*Extracted data entries*:
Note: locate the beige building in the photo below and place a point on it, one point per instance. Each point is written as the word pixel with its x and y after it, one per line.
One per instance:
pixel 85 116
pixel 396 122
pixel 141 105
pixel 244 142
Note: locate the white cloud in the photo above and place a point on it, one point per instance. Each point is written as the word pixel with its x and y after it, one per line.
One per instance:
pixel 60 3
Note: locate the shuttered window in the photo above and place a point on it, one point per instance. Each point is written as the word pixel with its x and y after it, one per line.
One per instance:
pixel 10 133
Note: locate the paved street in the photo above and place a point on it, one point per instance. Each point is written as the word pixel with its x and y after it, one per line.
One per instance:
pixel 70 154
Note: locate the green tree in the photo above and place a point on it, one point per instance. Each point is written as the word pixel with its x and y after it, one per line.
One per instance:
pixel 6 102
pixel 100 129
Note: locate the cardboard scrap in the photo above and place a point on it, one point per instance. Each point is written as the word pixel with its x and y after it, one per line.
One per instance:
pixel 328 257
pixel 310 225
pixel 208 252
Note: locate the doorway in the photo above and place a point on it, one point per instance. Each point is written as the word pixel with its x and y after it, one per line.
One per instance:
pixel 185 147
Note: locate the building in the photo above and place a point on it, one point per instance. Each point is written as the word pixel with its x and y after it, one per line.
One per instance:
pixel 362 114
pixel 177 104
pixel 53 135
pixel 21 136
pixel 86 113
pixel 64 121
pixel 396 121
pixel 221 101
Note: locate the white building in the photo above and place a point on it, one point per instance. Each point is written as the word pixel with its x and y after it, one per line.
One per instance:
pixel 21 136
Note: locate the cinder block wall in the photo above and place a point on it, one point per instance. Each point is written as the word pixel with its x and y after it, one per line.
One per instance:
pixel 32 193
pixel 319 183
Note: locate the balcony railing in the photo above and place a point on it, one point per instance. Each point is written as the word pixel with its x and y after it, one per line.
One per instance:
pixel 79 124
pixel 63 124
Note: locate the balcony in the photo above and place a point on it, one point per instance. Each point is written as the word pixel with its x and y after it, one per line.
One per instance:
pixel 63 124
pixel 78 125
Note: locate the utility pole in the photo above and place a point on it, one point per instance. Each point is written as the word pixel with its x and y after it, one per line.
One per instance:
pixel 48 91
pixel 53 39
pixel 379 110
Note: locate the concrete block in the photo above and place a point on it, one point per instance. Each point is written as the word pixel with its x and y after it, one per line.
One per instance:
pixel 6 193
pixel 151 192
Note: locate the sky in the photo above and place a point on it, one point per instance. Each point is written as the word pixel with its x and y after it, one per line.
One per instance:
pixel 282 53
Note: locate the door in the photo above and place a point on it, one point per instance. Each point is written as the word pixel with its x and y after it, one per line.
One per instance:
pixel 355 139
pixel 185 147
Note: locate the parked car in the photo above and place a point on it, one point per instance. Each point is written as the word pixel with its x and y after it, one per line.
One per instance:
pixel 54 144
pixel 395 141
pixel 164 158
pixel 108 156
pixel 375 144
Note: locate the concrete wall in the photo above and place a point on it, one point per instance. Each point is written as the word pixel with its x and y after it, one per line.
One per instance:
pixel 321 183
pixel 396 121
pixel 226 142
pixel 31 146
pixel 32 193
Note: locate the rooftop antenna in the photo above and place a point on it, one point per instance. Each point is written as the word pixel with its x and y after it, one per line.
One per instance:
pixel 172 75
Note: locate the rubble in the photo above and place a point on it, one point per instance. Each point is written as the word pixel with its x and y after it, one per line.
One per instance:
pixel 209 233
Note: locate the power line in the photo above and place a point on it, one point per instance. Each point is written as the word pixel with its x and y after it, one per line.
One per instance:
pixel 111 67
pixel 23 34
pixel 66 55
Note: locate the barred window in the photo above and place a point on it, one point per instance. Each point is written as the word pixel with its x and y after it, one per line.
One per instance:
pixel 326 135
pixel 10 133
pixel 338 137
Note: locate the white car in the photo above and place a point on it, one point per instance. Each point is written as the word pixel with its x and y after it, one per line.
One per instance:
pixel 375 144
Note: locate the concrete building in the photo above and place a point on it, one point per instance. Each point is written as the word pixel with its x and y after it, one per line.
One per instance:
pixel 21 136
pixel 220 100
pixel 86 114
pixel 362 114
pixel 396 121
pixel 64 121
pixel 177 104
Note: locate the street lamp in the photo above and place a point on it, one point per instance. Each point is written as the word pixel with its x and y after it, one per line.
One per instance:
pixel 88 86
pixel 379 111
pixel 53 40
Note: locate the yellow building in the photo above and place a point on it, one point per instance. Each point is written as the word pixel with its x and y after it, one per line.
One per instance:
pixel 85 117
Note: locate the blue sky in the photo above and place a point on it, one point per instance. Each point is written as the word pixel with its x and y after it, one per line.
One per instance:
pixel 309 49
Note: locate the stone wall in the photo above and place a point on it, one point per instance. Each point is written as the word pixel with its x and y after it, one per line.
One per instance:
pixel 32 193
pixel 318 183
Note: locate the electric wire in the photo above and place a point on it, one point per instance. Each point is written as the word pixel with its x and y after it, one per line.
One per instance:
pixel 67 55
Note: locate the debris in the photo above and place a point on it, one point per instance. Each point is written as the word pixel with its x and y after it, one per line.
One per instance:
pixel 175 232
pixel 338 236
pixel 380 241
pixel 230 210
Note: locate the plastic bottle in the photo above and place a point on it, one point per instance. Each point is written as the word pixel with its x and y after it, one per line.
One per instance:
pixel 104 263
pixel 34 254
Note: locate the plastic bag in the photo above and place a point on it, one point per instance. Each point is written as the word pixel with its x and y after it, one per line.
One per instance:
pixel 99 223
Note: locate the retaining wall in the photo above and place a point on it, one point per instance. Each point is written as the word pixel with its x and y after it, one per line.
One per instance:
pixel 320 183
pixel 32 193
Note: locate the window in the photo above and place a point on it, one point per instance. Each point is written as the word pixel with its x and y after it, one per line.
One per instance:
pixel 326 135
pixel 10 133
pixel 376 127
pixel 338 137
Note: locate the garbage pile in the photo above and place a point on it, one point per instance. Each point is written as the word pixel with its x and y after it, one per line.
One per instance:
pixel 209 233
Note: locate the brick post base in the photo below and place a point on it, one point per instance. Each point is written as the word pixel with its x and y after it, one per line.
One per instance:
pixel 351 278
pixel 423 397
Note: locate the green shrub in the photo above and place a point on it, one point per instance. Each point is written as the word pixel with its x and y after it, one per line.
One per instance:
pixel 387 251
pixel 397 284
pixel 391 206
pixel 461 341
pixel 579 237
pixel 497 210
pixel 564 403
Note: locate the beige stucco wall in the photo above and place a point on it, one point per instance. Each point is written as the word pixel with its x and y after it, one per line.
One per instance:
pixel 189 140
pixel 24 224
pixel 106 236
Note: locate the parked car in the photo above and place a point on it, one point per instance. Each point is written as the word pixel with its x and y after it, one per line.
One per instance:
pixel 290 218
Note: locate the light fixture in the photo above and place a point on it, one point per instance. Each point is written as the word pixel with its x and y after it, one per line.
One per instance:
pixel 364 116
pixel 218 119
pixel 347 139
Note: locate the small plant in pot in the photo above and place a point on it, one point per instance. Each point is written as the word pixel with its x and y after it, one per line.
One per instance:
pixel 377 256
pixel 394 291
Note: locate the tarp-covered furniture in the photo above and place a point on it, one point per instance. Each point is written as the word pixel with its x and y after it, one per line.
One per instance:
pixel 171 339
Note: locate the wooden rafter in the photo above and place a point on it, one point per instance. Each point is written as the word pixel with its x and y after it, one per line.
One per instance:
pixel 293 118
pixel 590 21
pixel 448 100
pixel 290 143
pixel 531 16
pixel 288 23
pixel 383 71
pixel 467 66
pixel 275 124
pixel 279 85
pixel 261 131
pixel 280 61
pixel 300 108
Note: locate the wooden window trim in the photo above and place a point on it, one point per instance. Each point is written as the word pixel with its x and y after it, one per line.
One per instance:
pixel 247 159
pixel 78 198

*ABOUT THIS EXERCISE*: Without changing a word, write out each entry again.

*ANSWER BOX*:
Note: locate the beige building in the photo below and place a point on it, one point per instance. Each point is written as the word pixel with its x and y after it, one per line.
One per instance:
pixel 85 116
pixel 396 122
pixel 141 105
pixel 244 142
Note: locate the white cloud in the photo above and place a point on it, one point per instance. Each point is written as the word pixel with its x and y after it, one per line.
One per instance:
pixel 60 3
Note: locate the shuttered window in the photo above and place a point on it, one point per instance. Each point is written as the word pixel with its x and y after it, one per line.
One per instance:
pixel 10 133
Note: locate the paved street in the photo above and place a point on it, one point per instance. Each point is written as the word pixel with its x and y after it, one per line.
One per instance:
pixel 70 154
Note: locate the green tree in the photo above and place a point on it, one point per instance. Each point is written as the word pixel with its x and y after it, one per line.
One per instance:
pixel 6 102
pixel 100 129
Note: locate the cardboard scrap in the photo above and place a point on it, one point per instance. Each point is written as the word pixel with its x and y after it, one per line.
One per instance:
pixel 328 257
pixel 310 225
pixel 208 252
Note: locate the doorway in the photo above and place a point on it, one point per instance. Each point is written as the word pixel with its x and y after it, one per line.
One per instance:
pixel 185 147
Note: locate the building in the photo above and place a point on it, one point per instance. Each point is written as the word pixel with its x and y after it, one per line.
One per instance:
pixel 362 114
pixel 177 104
pixel 53 135
pixel 21 136
pixel 86 113
pixel 64 121
pixel 396 121
pixel 221 101
Note: locate the white building in the photo above and place a point on it, one point per instance. Each point is written as the word pixel with its x and y after it, one per line.
One per instance:
pixel 21 136
Note: locate the cinder block wall in the photo above and place a point on it, one point per instance. Each point is written as the word pixel with its x and y after it, one per line.
One per instance:
pixel 32 193
pixel 319 183
Note: locate the balcony railing in the photo above and place a point on it, one point per instance. Each point is written as the word pixel with its x and y after it, one per line.
One per instance:
pixel 79 124
pixel 63 124
Note: locate the balcony in the photo above and place a point on it, one point per instance. Each point is written as the word pixel with its x and y after it, one per line.
One per instance:
pixel 63 124
pixel 78 125
Note: locate the utility pole in the photo above and place a point on it, one point per instance. Each point is written as the word pixel with its x and y after it, one per line.
One per instance:
pixel 48 91
pixel 53 39
pixel 379 110
Note: locate the concrete block in the photo above and place a point on it, one point per instance. Each point is written as the word pixel with its x and y after it, one per line.
One per instance:
pixel 6 193
pixel 151 192
Note: locate the sky in the photo above and place a point on it, one point per instance. Each point is written as the word pixel with its x and y after it, one per line.
One per instance:
pixel 282 53
Note: locate the door in the photo above and place a point on it, one point per instance. Each point is written as the word pixel with its x and y after it, one per line.
One per instance:
pixel 355 139
pixel 185 147
Note: locate the parked car in the photo above and place a point on it, one point per instance. Each point is written as the word pixel with its x and y after it, one per line.
One per instance:
pixel 54 144
pixel 395 141
pixel 164 158
pixel 108 156
pixel 375 144
Note: locate the concrete wall in the photo above and place a point on it, one point per instance. Each point is written as the word pixel with its x and y after it, one per line.
One per instance:
pixel 321 183
pixel 396 121
pixel 226 142
pixel 31 146
pixel 32 193
Note: locate the rooftop antenna in the photo above and place a point on it, one point per instance. Each point is written as the word pixel with its x and y after it, one per line.
One per instance:
pixel 172 75
Note: locate the rubble in the photo above and place a point on it, one point per instance. Each point is written as the word pixel with its x and y after it, one per line.
One per instance:
pixel 209 233
Note: locate the power line in the photo above and place a point on it, one point per instance. Each point is written as the word pixel with its x and y after it, one per line.
One per instance:
pixel 111 67
pixel 23 34
pixel 66 55
Note: locate the barred window in the photo above and place a point on it, one point per instance. Each point is written as the word pixel with its x and y after it, one per line.
One per instance:
pixel 326 135
pixel 10 133
pixel 338 137
Note: locate the white car in the photo above and place a point on it, one point per instance. Each point is written as the word pixel with its x and y after it, one per line.
One per instance:
pixel 375 144
Note: locate the concrete building in the photo above and place a point on it, one point per instance. Each point is written as the word pixel with its x and y after it, one per line.
One per instance:
pixel 21 136
pixel 220 100
pixel 86 114
pixel 362 114
pixel 396 121
pixel 64 121
pixel 177 104
Note: locate the street lamp in the photo above and place a point on it, one point per instance. Each point is written as the word pixel with its x and y after it, one per line.
One per instance:
pixel 88 86
pixel 379 111
pixel 53 40
Note: locate the yellow building in the photo above and place a point on it, one point per instance. Each point is written as the word pixel with its x and y after it, one per line.
One per instance:
pixel 85 117
Note: locate the blue sky in the photo above and place a point on it, one point per instance. Each point is written as the word pixel with its x and y after it, one per line.
One per instance:
pixel 309 49
Note: locate the stone wall in the photo above and place a point on it, one point per instance. Each point is written as the word pixel with its x and y after it, one per line.
One per instance:
pixel 32 193
pixel 318 183
Note: locate the electric wire in the photo above and place a point on it, one point per instance. Each point is written as the word pixel with its x and y after it, one per line.
One per instance:
pixel 67 55
Note: locate the debris in the photo above and place a point on it, one point per instance. Each point is written as the word pixel with its x and y after it, one per line.
One per instance:
pixel 175 232
pixel 338 236
pixel 380 241
pixel 230 210
Note: locate the plastic bottle in the photo above and place a point on it, one point per instance. Each point is written as the word pixel with its x and y after it, one per line.
One per instance:
pixel 104 263
pixel 34 254
Note: locate the plastic bag in the photo above and place a point on it, one point per instance. Each point is written as the word pixel with its x and y after it, one per line.
One per instance:
pixel 99 223
Note: locate the retaining wall in the photo above and place a point on it, one point per instance. Each point is written as the word pixel with its x and y after it, one per line.
One per instance:
pixel 320 183
pixel 32 193
Note: locate the window in the photo above and place a point on it, one point per instance. Each point is written as the word pixel with its x and y after it, one per line.
One per instance:
pixel 326 135
pixel 10 133
pixel 376 127
pixel 338 137
Note: locate the garbage pile in the photo above and place a point on it, one point per instance. Each point is written as the word pixel with its x and y after it, one per line.
One per instance:
pixel 209 233
Note: locate the brick post base in the photo below and place a point on it, one point per instance. Each point is written as the word pixel with its x and y after it, one per line.
One per instance:
pixel 351 278
pixel 423 397
Note: locate the green shrub in the photo above and place a point on it, one point per instance. Each point is written as the word pixel with its x and y after it, one per line.
One per instance:
pixel 387 251
pixel 397 284
pixel 391 206
pixel 461 341
pixel 579 237
pixel 497 210
pixel 564 403
Note: locate the beige stucco wall in the photo above and place a point on it, one point per instance. Each point is written as the word pixel with its x and y after it, one per line.
One per instance:
pixel 189 140
pixel 24 224
pixel 106 236
Note: locate the parked car in the photo above and place a point on it, one point per instance. Each point is written as the word pixel with its x and y after it, one per line.
One per instance:
pixel 290 218
Note: locate the light fixture in the photo above and place a point on it, one point per instance. Each point is written as the word pixel with its x and y after it, one per line.
One per instance:
pixel 364 116
pixel 218 119
pixel 347 139
Note: locate the small plant in pot in the photo above and place a point on it, one point per instance. Each point is written as the word pixel with its x and y after it, one per line.
One per instance:
pixel 377 256
pixel 394 291
Note: locate the tarp-covered furniture in the photo above and place a point on it, one point per instance. Each point is written as the word pixel with its x and y after it, one per line.
One per instance:
pixel 171 339
Note: locate the wooden rafter in the photo above and place a point on it, one point per instance. Each point is written as the word pixel with its x and y after it, one per line.
One per instance:
pixel 293 118
pixel 590 21
pixel 448 100
pixel 290 143
pixel 531 16
pixel 288 23
pixel 383 71
pixel 467 66
pixel 275 124
pixel 279 85
pixel 261 131
pixel 280 61
pixel 300 108
Note: locate the wooden window trim in the photo above and place a point on it, one point per instance. Each point is written as the word pixel with its x and y after it, one per line.
One per instance:
pixel 247 159
pixel 78 198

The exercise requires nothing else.